### BRANO DA LEGGERE:
****************

ALLUNGHIAMO QUINDI LE BRIGLIE, se portiamo l’angolo generato tra le due briglie nel punto d’unione sotto i 60° virtuali iniziamo a ridurre il valore delle due forze r1-r2 responsabili del collasso della porzione d’ala, empiricamente possiamo scrivere che se la lunghezza della briglia è di misura 4 volte superiore alla distanza tra punti di briglia adiacenti scongiuriamo questo pericolo, in opposizione a ciò vi è la quantità superiore di cavi utilizzati che darà peso e resistenza aerodinamica alla vela.
Anche la stabilità di volo con briglie lunghe raccoglie maggiori benefici, da terra a volte per prove fisiche si è portati a pensare il contrario.

****************

### DATI FORNITI:

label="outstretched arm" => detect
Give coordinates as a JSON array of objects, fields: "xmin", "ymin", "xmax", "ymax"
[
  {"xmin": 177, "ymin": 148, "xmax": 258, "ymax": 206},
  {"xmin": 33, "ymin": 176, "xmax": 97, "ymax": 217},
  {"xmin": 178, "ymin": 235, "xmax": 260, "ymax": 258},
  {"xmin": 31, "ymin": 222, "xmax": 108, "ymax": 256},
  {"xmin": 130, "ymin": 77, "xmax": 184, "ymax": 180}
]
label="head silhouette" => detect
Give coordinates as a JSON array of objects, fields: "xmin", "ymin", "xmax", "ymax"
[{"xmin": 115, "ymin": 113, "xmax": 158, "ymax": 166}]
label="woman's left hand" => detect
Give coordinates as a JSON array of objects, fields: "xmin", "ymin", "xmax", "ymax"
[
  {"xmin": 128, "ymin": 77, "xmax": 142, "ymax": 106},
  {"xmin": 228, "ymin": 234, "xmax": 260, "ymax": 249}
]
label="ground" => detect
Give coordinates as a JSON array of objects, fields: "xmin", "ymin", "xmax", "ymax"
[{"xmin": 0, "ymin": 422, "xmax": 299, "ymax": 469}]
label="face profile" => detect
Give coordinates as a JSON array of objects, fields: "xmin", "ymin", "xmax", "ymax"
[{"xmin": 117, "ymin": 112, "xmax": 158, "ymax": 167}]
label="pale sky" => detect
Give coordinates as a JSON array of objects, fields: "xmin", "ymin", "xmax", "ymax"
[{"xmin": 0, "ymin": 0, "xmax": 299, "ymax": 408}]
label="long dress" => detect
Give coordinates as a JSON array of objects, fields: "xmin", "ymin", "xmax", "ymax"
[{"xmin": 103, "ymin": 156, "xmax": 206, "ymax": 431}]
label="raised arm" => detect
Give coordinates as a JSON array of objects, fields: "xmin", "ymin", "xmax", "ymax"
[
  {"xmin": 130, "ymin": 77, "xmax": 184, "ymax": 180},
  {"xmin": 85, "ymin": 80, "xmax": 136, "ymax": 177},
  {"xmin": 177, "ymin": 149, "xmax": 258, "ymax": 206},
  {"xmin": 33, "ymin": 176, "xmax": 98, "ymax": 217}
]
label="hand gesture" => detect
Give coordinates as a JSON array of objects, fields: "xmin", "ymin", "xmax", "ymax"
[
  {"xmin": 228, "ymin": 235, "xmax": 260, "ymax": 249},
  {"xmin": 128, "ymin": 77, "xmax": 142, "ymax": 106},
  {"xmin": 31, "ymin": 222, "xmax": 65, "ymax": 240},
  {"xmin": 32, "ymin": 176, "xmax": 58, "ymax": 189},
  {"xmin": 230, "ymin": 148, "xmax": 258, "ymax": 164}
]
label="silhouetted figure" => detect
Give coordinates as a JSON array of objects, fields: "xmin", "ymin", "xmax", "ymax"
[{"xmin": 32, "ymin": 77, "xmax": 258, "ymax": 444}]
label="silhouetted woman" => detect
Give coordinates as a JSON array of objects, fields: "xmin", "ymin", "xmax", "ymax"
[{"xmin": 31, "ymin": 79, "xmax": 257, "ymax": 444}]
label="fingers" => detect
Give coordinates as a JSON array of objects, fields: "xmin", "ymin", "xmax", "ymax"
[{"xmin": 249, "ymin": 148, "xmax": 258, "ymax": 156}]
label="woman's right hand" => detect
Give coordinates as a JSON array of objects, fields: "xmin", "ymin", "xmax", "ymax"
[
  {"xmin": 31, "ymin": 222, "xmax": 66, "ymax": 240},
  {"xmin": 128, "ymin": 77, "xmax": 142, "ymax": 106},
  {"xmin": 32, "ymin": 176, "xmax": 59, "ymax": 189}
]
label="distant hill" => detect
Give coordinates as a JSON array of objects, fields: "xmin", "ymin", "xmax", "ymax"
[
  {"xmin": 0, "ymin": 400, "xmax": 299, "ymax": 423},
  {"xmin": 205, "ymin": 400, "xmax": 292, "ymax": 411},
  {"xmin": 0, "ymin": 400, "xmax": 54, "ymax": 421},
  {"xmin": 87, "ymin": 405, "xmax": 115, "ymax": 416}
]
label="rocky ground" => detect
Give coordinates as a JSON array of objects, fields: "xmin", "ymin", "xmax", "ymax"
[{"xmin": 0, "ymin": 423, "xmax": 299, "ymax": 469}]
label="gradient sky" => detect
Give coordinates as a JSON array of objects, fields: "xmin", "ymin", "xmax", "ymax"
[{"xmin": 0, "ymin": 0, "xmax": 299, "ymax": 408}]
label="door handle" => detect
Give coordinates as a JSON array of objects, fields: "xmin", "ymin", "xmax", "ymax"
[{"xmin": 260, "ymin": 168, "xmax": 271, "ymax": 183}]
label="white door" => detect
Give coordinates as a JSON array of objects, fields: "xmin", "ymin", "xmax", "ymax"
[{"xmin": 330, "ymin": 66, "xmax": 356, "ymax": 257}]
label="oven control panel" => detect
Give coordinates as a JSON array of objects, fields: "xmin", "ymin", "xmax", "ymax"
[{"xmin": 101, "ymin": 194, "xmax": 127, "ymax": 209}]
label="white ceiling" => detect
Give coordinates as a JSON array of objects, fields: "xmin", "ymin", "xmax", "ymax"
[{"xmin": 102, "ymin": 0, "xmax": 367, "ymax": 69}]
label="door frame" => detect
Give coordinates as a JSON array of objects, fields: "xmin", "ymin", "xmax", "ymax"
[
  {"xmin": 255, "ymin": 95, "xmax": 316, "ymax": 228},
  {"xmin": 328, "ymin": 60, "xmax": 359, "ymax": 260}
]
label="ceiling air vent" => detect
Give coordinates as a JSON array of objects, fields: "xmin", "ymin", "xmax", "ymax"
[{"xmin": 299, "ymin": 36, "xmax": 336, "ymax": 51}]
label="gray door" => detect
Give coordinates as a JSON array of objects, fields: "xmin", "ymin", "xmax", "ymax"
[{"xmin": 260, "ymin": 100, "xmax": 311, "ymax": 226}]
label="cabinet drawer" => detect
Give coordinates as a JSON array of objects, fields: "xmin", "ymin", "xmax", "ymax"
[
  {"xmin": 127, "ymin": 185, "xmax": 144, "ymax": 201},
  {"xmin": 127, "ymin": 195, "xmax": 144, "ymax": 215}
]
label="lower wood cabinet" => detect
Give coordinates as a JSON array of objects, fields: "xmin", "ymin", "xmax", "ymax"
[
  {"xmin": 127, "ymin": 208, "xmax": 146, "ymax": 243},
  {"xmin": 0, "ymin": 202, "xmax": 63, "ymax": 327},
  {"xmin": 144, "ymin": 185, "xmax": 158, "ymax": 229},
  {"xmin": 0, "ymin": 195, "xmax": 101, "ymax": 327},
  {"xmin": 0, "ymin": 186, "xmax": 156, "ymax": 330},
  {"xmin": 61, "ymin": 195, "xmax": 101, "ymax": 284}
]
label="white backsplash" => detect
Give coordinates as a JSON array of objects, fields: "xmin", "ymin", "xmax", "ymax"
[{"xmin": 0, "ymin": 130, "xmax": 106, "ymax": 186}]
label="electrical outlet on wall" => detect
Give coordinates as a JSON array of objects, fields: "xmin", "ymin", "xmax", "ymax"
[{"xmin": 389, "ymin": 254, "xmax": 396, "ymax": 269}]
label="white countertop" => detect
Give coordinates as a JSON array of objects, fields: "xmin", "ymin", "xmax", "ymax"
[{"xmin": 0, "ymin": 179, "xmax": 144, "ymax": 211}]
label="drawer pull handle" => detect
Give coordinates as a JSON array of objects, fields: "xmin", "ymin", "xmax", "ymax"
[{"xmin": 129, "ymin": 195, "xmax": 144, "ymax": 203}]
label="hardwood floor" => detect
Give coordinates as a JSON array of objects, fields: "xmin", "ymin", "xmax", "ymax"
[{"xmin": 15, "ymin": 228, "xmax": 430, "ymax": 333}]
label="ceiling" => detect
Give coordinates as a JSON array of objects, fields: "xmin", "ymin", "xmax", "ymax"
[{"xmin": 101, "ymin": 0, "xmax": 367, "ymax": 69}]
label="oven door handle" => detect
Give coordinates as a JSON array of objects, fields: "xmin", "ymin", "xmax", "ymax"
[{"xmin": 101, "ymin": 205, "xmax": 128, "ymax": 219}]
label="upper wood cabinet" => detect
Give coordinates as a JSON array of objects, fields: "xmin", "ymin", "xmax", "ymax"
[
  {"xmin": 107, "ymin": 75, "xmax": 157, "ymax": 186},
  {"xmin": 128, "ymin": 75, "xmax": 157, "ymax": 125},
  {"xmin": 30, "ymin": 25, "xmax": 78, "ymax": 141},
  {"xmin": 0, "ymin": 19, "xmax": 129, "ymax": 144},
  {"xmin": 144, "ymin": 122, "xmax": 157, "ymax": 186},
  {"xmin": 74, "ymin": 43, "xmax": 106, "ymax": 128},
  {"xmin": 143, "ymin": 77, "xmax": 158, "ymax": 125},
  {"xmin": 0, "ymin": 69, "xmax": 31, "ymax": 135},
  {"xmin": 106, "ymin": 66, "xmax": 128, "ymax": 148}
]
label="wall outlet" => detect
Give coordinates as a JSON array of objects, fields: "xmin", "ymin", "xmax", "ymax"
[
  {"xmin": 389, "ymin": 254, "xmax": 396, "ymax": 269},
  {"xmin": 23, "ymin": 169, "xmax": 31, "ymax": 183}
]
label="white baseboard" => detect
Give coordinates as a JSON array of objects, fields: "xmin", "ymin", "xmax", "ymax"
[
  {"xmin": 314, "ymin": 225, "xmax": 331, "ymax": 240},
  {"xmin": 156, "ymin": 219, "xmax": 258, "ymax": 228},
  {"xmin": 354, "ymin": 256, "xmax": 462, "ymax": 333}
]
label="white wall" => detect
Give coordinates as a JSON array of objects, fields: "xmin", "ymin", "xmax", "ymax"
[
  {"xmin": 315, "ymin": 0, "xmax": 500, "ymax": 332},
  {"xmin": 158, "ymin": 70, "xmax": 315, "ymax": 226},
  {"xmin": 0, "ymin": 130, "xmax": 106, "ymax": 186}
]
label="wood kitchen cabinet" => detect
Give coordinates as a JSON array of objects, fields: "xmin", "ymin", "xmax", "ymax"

****************

### COMPITI DA SVOLGERE:
(A) Rispondi a queste domande sul brano sulle briglie:
(i) Sotto quanti gradi virtuali va portato l'angolo tra le due briglie nel punto d'unione per iniziare a ridurre le forze r1-r2?
(ii) Quante volte la lunghezza della briglia deve superare la distanza tra punti di briglia adiacenti per scongiurare il pericolo?
(iii) Che cosa, oltre a ciò, trae maggiori benefici dalle briglie lunghe?
(B) Trascrivi dal brano sulle briglie il tratto che comincia con «ALLUNGHIAMO QUINDI LE» e prosegue fino a «pensare il contrario.».

### RISULTATI:
(A)
(i) Sotto i 60° virtuali.
(ii) 4 volte.
(iii) La stabilità di volo.

(B)
ALLUNGHIAMO QUINDI LE BRIGLIE, se portiamo l’angolo generato tra le due briglie nel punto d’unione sotto i 60° virtuali iniziamo a ridurre il valore delle due forze r1-r2 responsabili del collasso della porzione d’ala, empiricamente possiamo scrivere che se la lunghezza della briglia è di misura 4 volte superiore alla distanza tra punti di briglia adiacenti scongiuriamo questo pericolo, in opposizione a ciò vi è la quantità superiore di cavi utilizzati che darà peso e resistenza aerodinamica alla vela.
Anche la stabilità di volo con briglie lunghe raccoglie maggiori benefici, da terra a volte per prove fisiche si è portati a pensare il contrario.